═════ Listed records ═════

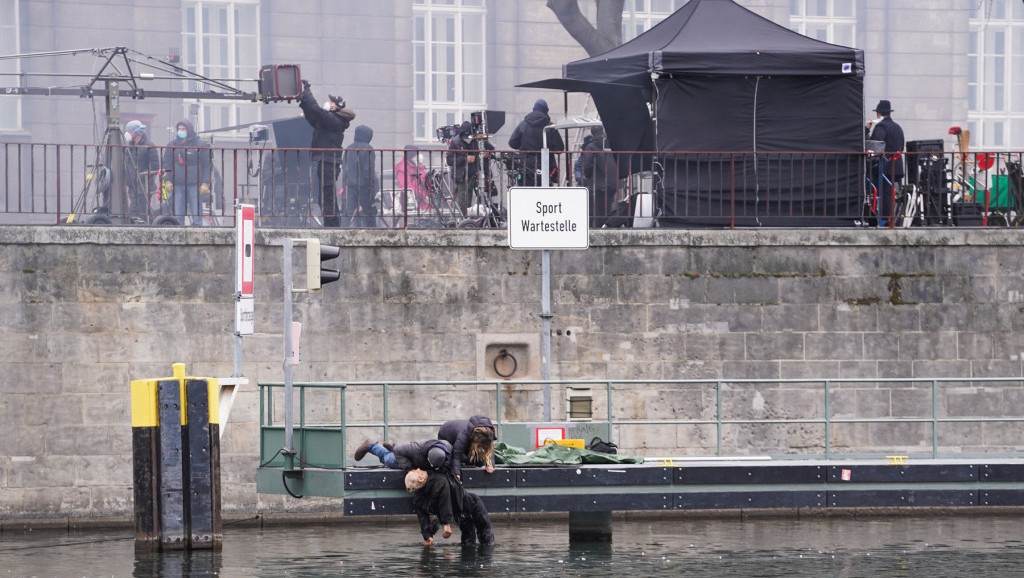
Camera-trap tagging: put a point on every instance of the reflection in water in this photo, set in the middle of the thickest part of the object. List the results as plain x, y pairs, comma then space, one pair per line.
871, 547
177, 564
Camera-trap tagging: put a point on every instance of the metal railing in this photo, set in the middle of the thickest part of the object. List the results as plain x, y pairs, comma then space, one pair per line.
952, 413
47, 183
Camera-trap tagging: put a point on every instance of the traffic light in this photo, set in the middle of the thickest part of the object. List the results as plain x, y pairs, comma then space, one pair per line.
316, 274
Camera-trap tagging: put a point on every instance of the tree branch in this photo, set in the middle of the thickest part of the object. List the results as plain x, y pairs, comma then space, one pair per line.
593, 41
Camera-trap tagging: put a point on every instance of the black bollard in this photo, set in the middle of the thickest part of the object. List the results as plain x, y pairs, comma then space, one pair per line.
590, 527
176, 462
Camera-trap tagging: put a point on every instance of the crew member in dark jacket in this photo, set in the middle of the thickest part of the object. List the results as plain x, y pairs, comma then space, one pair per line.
422, 454
360, 181
890, 164
329, 125
438, 495
601, 173
187, 170
465, 163
472, 441
528, 137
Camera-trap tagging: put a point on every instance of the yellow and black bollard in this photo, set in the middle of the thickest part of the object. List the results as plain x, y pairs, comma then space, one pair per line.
176, 461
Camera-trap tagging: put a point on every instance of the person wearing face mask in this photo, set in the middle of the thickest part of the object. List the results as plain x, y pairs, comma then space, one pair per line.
187, 171
329, 122
141, 166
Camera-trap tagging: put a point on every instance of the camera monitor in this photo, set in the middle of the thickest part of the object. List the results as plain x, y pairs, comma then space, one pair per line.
280, 82
921, 154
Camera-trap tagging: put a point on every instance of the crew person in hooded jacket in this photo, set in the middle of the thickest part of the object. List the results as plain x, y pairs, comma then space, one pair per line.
329, 124
141, 167
187, 171
528, 138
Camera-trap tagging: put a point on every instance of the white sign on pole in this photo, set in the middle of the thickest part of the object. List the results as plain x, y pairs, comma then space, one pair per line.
549, 217
245, 239
245, 316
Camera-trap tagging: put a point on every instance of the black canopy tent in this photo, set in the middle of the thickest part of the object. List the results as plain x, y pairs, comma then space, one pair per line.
754, 98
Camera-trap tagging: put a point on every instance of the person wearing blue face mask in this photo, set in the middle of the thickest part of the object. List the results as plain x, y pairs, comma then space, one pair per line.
187, 170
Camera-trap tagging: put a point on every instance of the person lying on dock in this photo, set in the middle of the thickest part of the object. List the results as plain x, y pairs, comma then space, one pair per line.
423, 454
439, 499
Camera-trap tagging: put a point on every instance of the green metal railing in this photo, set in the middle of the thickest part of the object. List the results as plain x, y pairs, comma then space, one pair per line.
305, 431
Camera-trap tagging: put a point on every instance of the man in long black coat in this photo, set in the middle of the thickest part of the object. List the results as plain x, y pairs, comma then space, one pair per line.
329, 132
890, 164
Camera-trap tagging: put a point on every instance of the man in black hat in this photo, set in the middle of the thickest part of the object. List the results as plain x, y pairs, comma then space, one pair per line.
891, 164
329, 122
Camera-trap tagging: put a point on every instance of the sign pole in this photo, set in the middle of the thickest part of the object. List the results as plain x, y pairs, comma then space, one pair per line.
548, 217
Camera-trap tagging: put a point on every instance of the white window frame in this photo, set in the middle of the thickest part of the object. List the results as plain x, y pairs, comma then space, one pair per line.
639, 16
211, 115
10, 107
430, 112
996, 43
801, 21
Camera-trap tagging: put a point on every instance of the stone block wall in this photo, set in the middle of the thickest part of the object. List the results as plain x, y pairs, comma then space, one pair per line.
87, 310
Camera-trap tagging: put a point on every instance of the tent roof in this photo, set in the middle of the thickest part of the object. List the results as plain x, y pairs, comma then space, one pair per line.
717, 37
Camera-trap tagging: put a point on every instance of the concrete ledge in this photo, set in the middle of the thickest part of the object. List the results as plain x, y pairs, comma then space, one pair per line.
937, 237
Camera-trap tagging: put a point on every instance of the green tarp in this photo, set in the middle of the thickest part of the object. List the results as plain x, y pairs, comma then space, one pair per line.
555, 454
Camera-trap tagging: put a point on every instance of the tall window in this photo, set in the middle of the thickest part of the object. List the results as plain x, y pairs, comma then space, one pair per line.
995, 75
221, 42
828, 21
641, 15
10, 107
449, 52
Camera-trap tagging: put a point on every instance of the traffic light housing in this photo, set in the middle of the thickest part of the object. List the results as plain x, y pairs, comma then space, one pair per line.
316, 274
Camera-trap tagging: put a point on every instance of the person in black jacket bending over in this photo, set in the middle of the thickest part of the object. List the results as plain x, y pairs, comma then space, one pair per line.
329, 124
422, 454
528, 137
472, 441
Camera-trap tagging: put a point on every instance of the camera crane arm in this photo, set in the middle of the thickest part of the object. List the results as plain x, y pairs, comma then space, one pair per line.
119, 79
110, 72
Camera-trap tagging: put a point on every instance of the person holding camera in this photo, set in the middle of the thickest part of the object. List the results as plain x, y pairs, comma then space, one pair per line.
187, 171
885, 129
329, 122
141, 166
462, 157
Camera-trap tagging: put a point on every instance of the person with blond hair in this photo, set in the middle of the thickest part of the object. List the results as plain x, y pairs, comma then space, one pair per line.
438, 500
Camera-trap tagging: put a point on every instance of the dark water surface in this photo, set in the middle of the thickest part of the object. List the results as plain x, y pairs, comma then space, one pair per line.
929, 546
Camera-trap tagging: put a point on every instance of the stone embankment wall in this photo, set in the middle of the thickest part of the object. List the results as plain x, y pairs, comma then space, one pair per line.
85, 311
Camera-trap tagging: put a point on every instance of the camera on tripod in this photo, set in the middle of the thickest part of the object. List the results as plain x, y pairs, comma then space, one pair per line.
446, 133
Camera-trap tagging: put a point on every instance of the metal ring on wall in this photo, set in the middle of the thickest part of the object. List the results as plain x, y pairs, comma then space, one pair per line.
504, 354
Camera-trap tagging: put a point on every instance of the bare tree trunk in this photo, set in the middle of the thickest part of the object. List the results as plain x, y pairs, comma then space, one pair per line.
594, 40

═════

Copy out every row above word for word, with the pictures left out.

Response to this task
Camera-trap tagging: put a point on every instance of the reflection in water in this photo, set in the middle of the thickest part of the object. List the results as plain x, y pairs, comma then space, one pair per line.
871, 547
177, 564
Camera-trap tagging: put a point on every instance of the metal railing in this photo, set in the middle of the thickest part of the object. List the results as plain x, y pairs, comma then space, one pair per line.
952, 413
47, 183
Camera-trap tagging: put a point on every instance of the traffic light in this photo, set in the middle of the thickest part of the object. List the results as plain x, y pairs, comma then space, one pair per line.
316, 274
Camera-trap tagging: put a point on every instance of the tree branch in this photo, set in the middle of the thickest part of the object. List the results as plain x, y pairs, comma then space, one pair per line.
593, 41
Camera-trap tagging: put a point on every instance of the black bollard in this photo, set in the middle of the thickest part of the object. List the results as plain x, y pairs, comma then space, one pair per line.
590, 527
176, 462
Camera-trap tagging: put a point on every instance of the crew member in dark jacket in this photo, set in the middle of the thickest part of the object. List the results as plain x, y pairs, comma then space, one pair per line.
422, 454
360, 181
890, 164
329, 125
438, 495
601, 173
187, 170
465, 163
472, 441
528, 137
Camera-trap tagging: put a point on every instance of the yellow and black bollard in this photo, set in the middle of the thickest part of the object. List the results as plain x, y pairs, comma then space, one pair per line.
176, 461
Camera-trap tagging: put a point on every instance of the person wearing face mask in this photo, set in the middle of the thickest part of the object. List the results as plain x, y pairs, comma then space, one pair per line.
187, 171
329, 122
141, 166
Camera-trap tagging: put a point on every instance of the camera monitor in this photo, set in the middle of the thickest part of the object. List the results as plain x, y pairs, comma then space, one pair per line.
280, 82
921, 154
Camera-trap tagging: put a point on every instance of the crew person in hooded jacket in this photo, set in the middle of the thickest part of the object. List the results as plain x, y pairs, comma then space, one pair per line.
329, 124
141, 167
187, 171
528, 138
Camera-trap tagging: put a point on every instance of the white sign on pole in this photo, set in the middle of the thickest part of the object. List the results as plain x, y pairs, comma then space, one pair per line.
549, 217
245, 239
245, 316
Camera-trap tagging: put a point on every instance of the black canopy tent in this photo, set in the middle of the thickest part of the object. List the results as plain x, y pairs, comma then space, one pair per line.
754, 98
Camera-trap tagging: put a point on every instance of the person wearing blue face mask in this photo, set in the middle of the thickest part of the object. List the results as plain x, y pairs, comma then space, one pair per line.
187, 170
Camera-trap tagging: put a point on every instance of the person lying on dock in this photo, set in the middle of the thickest part of the object. List the results as plain x, y pairs, comma then space, one pair per line.
423, 454
439, 499
Camera-trap tagging: put a point on every instance of the green metal railing in this photo, set in the middle of the thickest part of the object. List the results as plain x, y pairs, comma then space, one pair per line.
305, 431
Camera-trap tagging: put a point on every instance of the man in long black coat in this photo, set in the middle of the thickest part of the object. List the results as plain x, y pairs, comma then space, one pair per line.
329, 132
890, 164
Camera-trap tagging: put a point on every instance of the man in black hat in this photo, set in the middle of the thickest part of the object. List the results as plain x, y pairs, comma then space, one pair per line.
891, 164
329, 122
Camera-trap tagging: put a point on every instance of the sign pole in this photo, set in the middle of the thickest part of the object. List the results as plain x, y pairs, comma then space, one pair per line.
548, 217
Camera-trap tagging: put a point on every instance of the white window frame in this photo, set in the middle of the thickest part of the object. List the results as plain x, y pairs, comma then space, one pair per line.
639, 16
211, 115
10, 107
430, 112
996, 43
801, 21
Camera-trap tagging: put a point on every instance of the stone block wall in this photo, set in the middle of the thickest part of the object. List the results as plain x, y pairs, comma then space, one pair per line.
87, 310
Camera-trap tagging: put a point on every instance of the tent roof in this photo, set in the middle of the thickest part of the object. List the results as plain x, y pairs, comma then space, one pair per line.
717, 37
Camera-trap tagging: put a point on every instance of the concrete ledge in this photo, set in the middle of the thickest part of the object. List the results as plain x, y pairs, comma then space, one pair per line.
937, 237
Camera-trap tagging: put a point on every instance of the green tarp in this photo, set in the middle of the thickest part of the object. List the results as plain x, y pairs, comma then space, one pair per line.
555, 454
Camera-trap tagging: put a point on every instance of the tall window in this photo, set in the middle of the thickest part of the object. List the results as plain x, y pairs, comma then space, one pair per line.
995, 75
221, 42
828, 21
641, 15
10, 107
449, 52
Camera-trap tagging: put a point on every instance of the traffic light housing in this photo, set in the middle of the thickest part of the object. List the results as plain x, y pairs, comma then space, one pair per line.
316, 274
Camera-trap tagging: put a point on every instance of the person in black jacket bending over in this photo, set in the middle of the thickest part of the object. List the results as plain x, y pairs, comma then space, one pair per line.
329, 124
422, 454
528, 137
472, 441
Camera-trap tagging: put a point on every instance of the camera crane arm in this photo, set in the middle of the thickest part of the object. List the results as plain x, y pairs, comma then space, one pair per line.
119, 79
110, 72
Camera-trap tagging: put a point on every instance of the person holding camera in this photo, set in the middle of the thickest part of the object. List the results as plain x, y pairs, comma then space, one pair per line.
187, 171
885, 129
329, 122
141, 166
462, 157
Camera-trap tagging: put a point on every instance of the person with blond hair in this photo, set in the middle of the thickest part of the object. List the results as plain x, y pairs, comma then space, one pair per line.
438, 500
Camera-trap tagging: put a point on every instance of the dark water surface in this photo, set in the middle of the thickest part of the object. List the results as plain x, y pairs, comma then space, one pair per line.
929, 546
Camera-trap tagging: put a point on every instance of the stone embankment wall in this photo, set in the middle of the thickest part of the object. List the results as plain x, y pairs, comma then space, one pair per line.
85, 311
Camera-trap tagging: put a point on every instance of the camera on tripod in this photo, set in the middle of the thickest part of the object. List the results as plain x, y pairs, comma then space, one pair per line.
446, 133
Camera-trap tagging: put a point on every instance of the metal ring on wall in this photo, set in the middle of the thickest part of the object. List the results as plain x, y pairs, comma then space, one pair per line.
504, 354
Camera-trap tagging: put a point on every instance of the bare tree trunk in this photo, set in the middle of the thickest part of the object. List the results as plain x, y pairs, comma then space, one pair per line.
594, 40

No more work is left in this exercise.